### Request A
Transcribe the climate model passage word for word, starting with "Users also want" and going on through "types of grid.".
### Request B
Write the next portion of the text on climate model design, picking up directly after its final sentence.

--- Begin Passage ---

Users also want to be able to swap in different versions of each major component. For example, a particular run might demand a fully prognostic atmosphere model, coupled with a prescribed ocean parameterization (taken from observational data, for example). Then, within each major component, users might want different configurations:  multiple dynamic cores, multiple chemistry modes, etc.

Another source of complexity comes from resolutions. Model components now run over a much wider range of resolutions, and the re-gridding challenges are substantial. And finally, whereas the old model used rectangular latitude-longitude grids, now people want to accommodate many different types of grid.

2) Ultra-high resolution. The trend towards higher resolution grids poses serious challenges for scalability, especially given the massive increase in volume of data being handled. All components (and the coupler) need to be scalable in terms of both memory and performance.

--- End Passage ---
--- Begin Supplied material ---

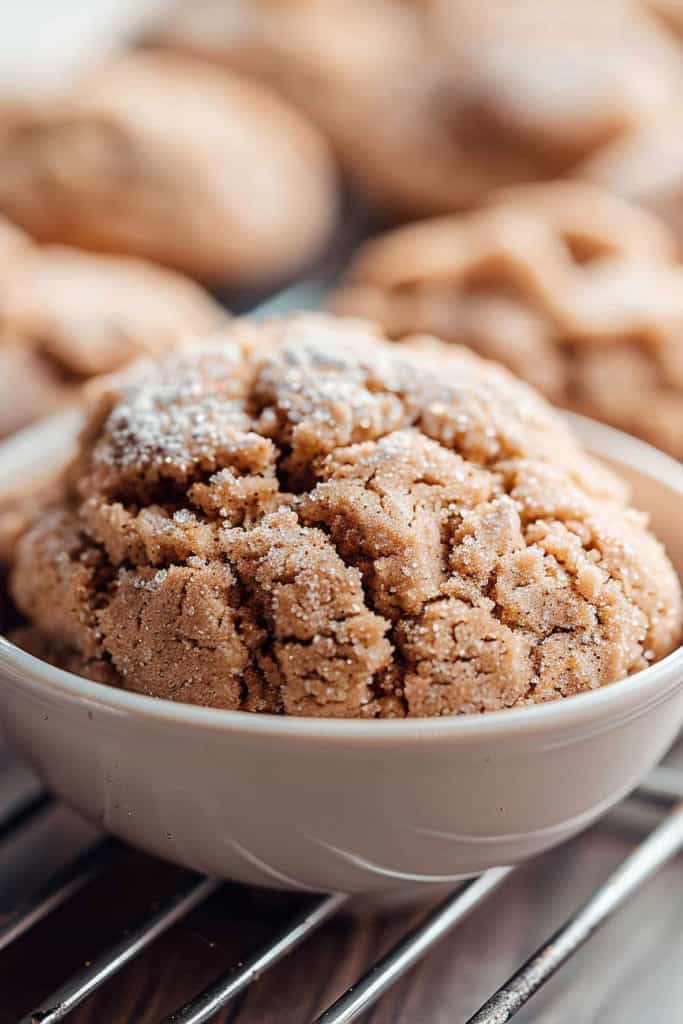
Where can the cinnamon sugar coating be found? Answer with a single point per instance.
(573, 289)
(300, 517)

--- End Supplied material ---

### Right answer A
Users also want to be able to swap in different versions of each major component. For example, a particular run might demand a fully prognostic atmosphere model, coupled with a prescribed ocean parameterization (taken from observational data, for example). Then, within each major component, users might want different configurations:  multiple dynamic cores, multiple chemistry modes, etc.

Another source of complexity comes from resolutions. Model components now run over a much wider range of resolutions, and the re-gridding challenges are substantial. And finally, whereas the old model used rectangular latitude-longitude grids, now people want to accommodate many different types of grid.

### Right answer B
Higher resolution increases the need for more parallelism, and there has been tremendous progress on this in the last few years. A few years back, as part of the DOE/LLNL grand challenge, CCSM3 managed 0.5 simulation years per day, running on 4,000 cores, and this was considered a great achievement. This year, the new version of CESM has successfully run on 80,000 cores, to give 3 simyears per day in a very high resolution model: 0.125° grid for the atmosphere, 0.25° for the land and 0.1° for the ocean.

Interestingly, in these highly parallel configurations, the ocean model, POP, is no longer dominant for processing time; the sea ice and atmosphere models start to dominate because the two of them are coupled sequentially. Hence the ocean model scales more readily.

3) Data assimilation. For weather forecasting models, this has long been standard analysis practice. Briefly, the model state and the observational data are combined at each timestep to give a detailed analysis of the current state of the system, which helps to overcome limitations in both the model and the data, and to better understand the physical processes underlying the observational data. It’s also useful in forecasting, as it allows you to arrive at a more accurate initial state for a forecast run.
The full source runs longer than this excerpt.